* _TEXT EXCERPT_:
=-=-=-=-=
Paul Grobstein's picture

"obesity" and health policy

Yeah, I too am a little taken aback.  "Obesity" is certainly a function of, among other things, the sort of food one eats.  But it is also a function of lots of other things, including genetics. And there is certainly a "demonstrable" link between "obesity" and various health conditions, diabetes included.  But that's a statistical link, not one that holds for every individual.  A policy of the kind described strikes me as unwise at best and, at worst, oppressive of individuals, whether "discriminatory" or not.  For more along these lines, see Heaver Americans Push Back on Health Debate.  

ceebee's picture

Unreal. The

Unreal. The rules/requirements should be for everyone. Not for a specific class or target. That's discrimination.

Schools in general are just a joke and a waste of money. Schools are nothing but broken promises and dreams. They teach people nothing of real value. The only thing schools teach is how to be subservient under a "one world government". No free thinking, no creativity, no independence in schools.

Better off using the internet for learning and education. You learn a lot more than being inside the box. A degree/diploma is nothing but a piece of paper.
=-=-=-=-=
* _SUPPLIED MATERIAL_:
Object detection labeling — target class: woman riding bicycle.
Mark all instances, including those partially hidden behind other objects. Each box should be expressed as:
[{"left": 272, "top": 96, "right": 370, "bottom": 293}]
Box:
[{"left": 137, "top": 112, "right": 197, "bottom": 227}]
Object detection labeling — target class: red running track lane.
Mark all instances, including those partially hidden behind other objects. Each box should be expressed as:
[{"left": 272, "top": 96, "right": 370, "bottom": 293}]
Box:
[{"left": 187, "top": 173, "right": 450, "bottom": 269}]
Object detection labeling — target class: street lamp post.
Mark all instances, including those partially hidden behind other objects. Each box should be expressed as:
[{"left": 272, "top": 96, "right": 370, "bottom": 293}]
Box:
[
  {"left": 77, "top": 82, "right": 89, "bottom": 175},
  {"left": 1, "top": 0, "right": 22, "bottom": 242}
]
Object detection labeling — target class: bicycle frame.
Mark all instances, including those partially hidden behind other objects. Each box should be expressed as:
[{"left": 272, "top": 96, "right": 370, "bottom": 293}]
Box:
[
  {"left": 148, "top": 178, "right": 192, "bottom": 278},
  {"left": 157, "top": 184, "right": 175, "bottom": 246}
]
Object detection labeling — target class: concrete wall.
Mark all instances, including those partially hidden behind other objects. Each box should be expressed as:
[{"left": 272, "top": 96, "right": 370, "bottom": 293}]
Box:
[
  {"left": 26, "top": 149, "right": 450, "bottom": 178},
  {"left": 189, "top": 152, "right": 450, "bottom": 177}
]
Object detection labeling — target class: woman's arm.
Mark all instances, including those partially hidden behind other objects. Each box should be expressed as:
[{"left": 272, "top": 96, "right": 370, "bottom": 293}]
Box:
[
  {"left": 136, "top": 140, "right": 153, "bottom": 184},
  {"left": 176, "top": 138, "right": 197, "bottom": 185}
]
=-=-=-=-=
* _QUESTIONS TO ANSWER_:
1) According to the text on obesity and health policy, what is the link between obesity and health conditions such as diabetes?
2) Rewrite the passage of the text on obesity and health policy starting with "Unreal. The rules/requirements" and going on through "piece of paper.", substituting "web" for "internet".
The data has no connection to the text on obesity and health policy.

* _NUMBERED ANSWERS_:
1) It is a statistical link, not one that holds for every individual.

2)
Unreal. The rules/requirements should be for everyone. Not for a specific class or target. That's discrimination.

Schools in general are just a joke and a waste of money. Schools are nothing but broken promises and dreams. They teach people nothing of real value. The only thing schools teach is how to be subservient under a "one world government". No free thinking, no creativity, no independence in schools.

Better off using the web for learning and education. You learn a lot more than being inside the box. A degree/diploma is nothing but a piece of paper.